* [TASKS FOR THIS EXERCISE]
- 1) In the boosting trees documentation, which function handles the initialization part of the fit?
- 2) Extend the boosting trees documentation, picking up after its final sentence.

═══ READING PASSAGE

Nothing
#' (Adaptive) Boosting Trees (ABT/BT) fit.
#'
#' Fit a (Adaptive) Boosting Trees algorithm. This is for "power" users who have a large number of variables and wish to avoid calling
#' \code{model.frame} which can be slow in this instance. This function is in particular called by \code{\link{BT}}.
#' It is mainly split in two parts, the first one considers the initialization (see \code{BT_callInit}) whereas the second performs all the boosting iterations (see \code{BT_callBoosting}).
#' By default, this function does not perform input checks (those are all done in \code{\link{BT}}) and all the parameters should be given in the right format. We therefore
#' suppose that the user is aware of all the choices made.
#'
#' @param training.set a data frame containing all the related variables on which one wants to fit the algorithm.
#'
#' @param validation.set a held-out data frame containing all the related variables on which one wants to assess the algorithm performance. This can be NULL.
#'
#' @param tweedie.power Experimental parameter currently not used - Set to 1 referring to Poisson distribution.
#'
#' @param respVar the name of the target/response variable.
#'
#' @param w a vector of weights.
#'
#' @param explVar a vector containing the name of explanatory variables.
#'
#' @param ABT a boolean parameter. If \code{ABT=TRUE} an adaptive boosting tree algorithm is built whereas if \code{ABT=FALSE} an usual boosting tree algorithm is run.
#'
#' @param tree.control allows to define additional tree parameters that will be used at each iteration. See \code{\link{rpart.control}} for more information.
#'
#' @param train.fraction the first \code{train.fraction * nrows(data)} observations are used to fit the \code{BT} and the remainder are used for
#' computing out-of-sample estimates (also known as validation error) of the loss function. It is mainly used to report the value in the \code{BTFit} object.

══════
═══ ENTRIES PROVIDED

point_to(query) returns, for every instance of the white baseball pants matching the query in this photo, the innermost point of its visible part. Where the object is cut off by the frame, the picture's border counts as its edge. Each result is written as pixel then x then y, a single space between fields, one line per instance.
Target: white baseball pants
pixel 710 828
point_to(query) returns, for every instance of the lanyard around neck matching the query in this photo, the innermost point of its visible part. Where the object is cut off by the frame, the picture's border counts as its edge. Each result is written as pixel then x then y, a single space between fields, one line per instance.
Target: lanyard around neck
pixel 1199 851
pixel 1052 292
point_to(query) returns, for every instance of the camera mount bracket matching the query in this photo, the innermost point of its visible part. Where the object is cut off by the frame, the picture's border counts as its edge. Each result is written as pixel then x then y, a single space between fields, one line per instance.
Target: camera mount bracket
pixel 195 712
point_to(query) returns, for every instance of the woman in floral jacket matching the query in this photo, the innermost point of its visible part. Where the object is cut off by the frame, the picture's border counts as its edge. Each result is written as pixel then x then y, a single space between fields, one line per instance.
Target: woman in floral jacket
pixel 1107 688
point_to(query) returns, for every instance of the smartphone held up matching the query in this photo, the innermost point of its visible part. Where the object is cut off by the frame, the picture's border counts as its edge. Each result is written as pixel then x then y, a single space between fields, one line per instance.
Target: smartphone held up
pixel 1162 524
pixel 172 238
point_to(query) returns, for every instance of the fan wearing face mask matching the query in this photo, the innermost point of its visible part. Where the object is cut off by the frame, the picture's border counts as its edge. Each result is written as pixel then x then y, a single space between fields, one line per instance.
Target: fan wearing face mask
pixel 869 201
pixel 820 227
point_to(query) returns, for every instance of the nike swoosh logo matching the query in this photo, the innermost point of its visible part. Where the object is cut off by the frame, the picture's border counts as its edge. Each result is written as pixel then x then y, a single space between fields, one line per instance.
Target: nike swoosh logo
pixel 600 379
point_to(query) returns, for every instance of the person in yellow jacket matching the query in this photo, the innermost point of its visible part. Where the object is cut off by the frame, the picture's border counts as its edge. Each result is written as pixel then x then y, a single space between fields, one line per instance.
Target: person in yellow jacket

══════

* [ANSWERS PER TASK]
- 1) BT_callInit

- 2)
#'
#' @param interaction.depth the maximum depth of variable interactions: 1 builds an additive model, 2 builds a model with up to two-way interactions, etc.
#' This parameter can also be interpreted as the maximum number of non-terminal nodes. By default, it is set to 4.
#' Please note that if this parameter is \code{NULL}, all the trees in the expansion are built based on the \code{tree.control} parameter only.
#' This option is devoted to advanced users only and allows them to benefit from the full flexibility of the implemented algorithm.
#'
#' @param bag.fraction the fraction of independent training observations randomly selected to propose the next tree in the expansion.
#' This introduces randomness into the model fit. If \code{bag.fraction}<1 then running the same model twice will result in similar but different fits.
#' \code{BT} uses the R random number generator, so \code{set.seed} ensures the same model can be reconstructed. Please note that if this parameter is used the \code{BTErrors$training.error}
#' corresponds to the normalized in-bag error.
#'
#' @param shrinkage a shrinkage parameter applied to each tree in the expansion. Also known as the learning rate or step-size reduction.
#'
#' @param n.iter the total number of iterations to fit. This is equivalent to the number of trees and the number of basis functions in the additive expansion.
#' Please note that the initialization is not taken into account in the \code{n.iter}. More explicitly, a weighted average initializes the algorithm and then \code{n.iter} trees
#' are built. Moreover, note that the \code{bag.fraction}, \code{colsample.bytree}, ... are not used for this initializing phase.
#'
#' @param colsample.bytree each tree will be trained on a random subset of \code{colsample.bytree} number of features. Each tree will consider a new
#' random subset of features from the formula, adding variability to the algorithm and reducing computation time. \code{colsample.bytree} will be bounded between
#' 1 and the number of features considered.
#'
#' @param keep.data a boolean variable indicating whether to keep the data frames. This is particularly useful if one wants to keep track of the initial data frames
#' and is further used for predicting in case any data frame is specified.
#' Note that in case of cross-validation, if \code{keep.data=TRUE} the initial data frames are saved whereas the cross-validation samples are not.
#'
#' @param is.verbose if \code{is.verbose=TRUE}, the \code{BT} will print out the algorithm progress.
#'
#' @return a \code{\link{BTFit}} object.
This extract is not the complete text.